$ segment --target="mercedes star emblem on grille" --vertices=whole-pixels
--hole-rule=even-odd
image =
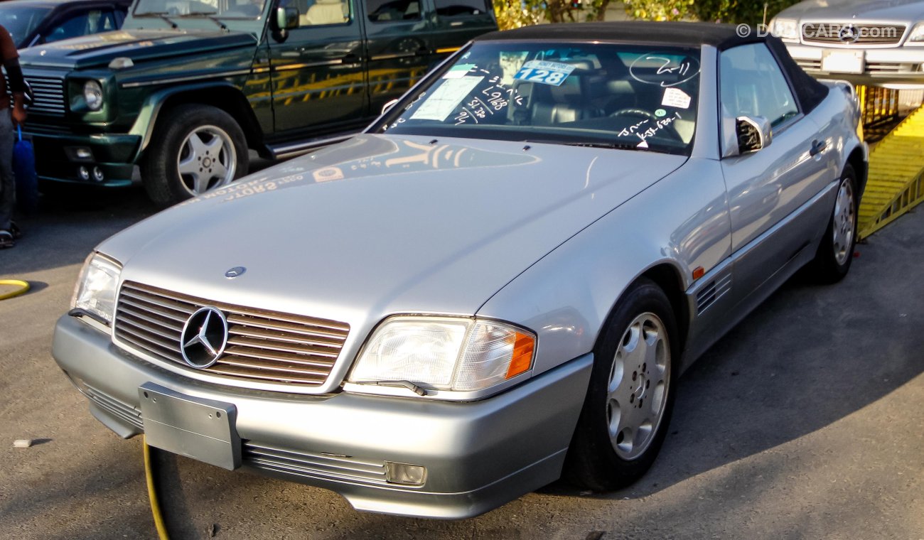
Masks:
[[[231,280],[237,278],[240,274],[247,271],[247,269],[242,266],[236,266],[228,271],[225,272],[225,277]]]
[[[183,360],[205,369],[218,361],[228,342],[228,321],[217,307],[201,307],[187,319],[179,338]]]
[[[855,43],[857,40],[860,39],[860,30],[852,24],[847,25],[837,32],[837,39],[845,43]]]

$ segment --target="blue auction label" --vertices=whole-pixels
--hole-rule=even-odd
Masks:
[[[561,86],[565,79],[575,70],[570,64],[546,62],[544,60],[530,60],[520,67],[514,78],[528,82],[539,82],[552,86]]]

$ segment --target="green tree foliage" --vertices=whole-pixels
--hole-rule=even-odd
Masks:
[[[764,22],[764,5],[767,6],[767,19],[796,4],[798,0],[766,0],[753,2],[747,0],[696,0],[694,9],[699,20],[745,23],[751,26]],[[692,0],[690,4],[692,4]]]
[[[718,0],[722,1],[722,0]],[[624,0],[626,12],[642,20],[684,20],[695,13],[696,0]]]
[[[494,0],[501,30],[542,22],[603,20],[611,2],[581,0],[576,9],[571,0]],[[798,0],[767,0],[766,20]],[[643,20],[707,20],[758,25],[764,21],[764,2],[758,0],[624,0],[626,12]]]

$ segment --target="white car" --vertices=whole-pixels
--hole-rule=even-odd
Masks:
[[[924,88],[924,1],[808,0],[780,12],[771,29],[811,75]]]
[[[363,134],[88,259],[54,355],[122,437],[463,518],[653,462],[679,374],[853,260],[849,85],[687,23],[477,39]]]

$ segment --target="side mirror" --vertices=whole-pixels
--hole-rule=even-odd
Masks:
[[[270,30],[277,42],[288,38],[288,30],[298,28],[298,7],[276,7],[270,18]]]
[[[770,121],[763,116],[738,116],[735,119],[735,135],[738,139],[738,154],[756,152],[770,146],[773,139]]]
[[[392,107],[394,107],[397,102],[398,102],[398,100],[392,100],[392,101],[388,102],[387,103],[385,103],[384,105],[382,105],[382,114],[384,114],[388,111],[391,111]]]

# Set task
Count the lines of the items above that contain the string "vertices", treating uppercase and lowercase as different, and give only the number.

# Response to this task
5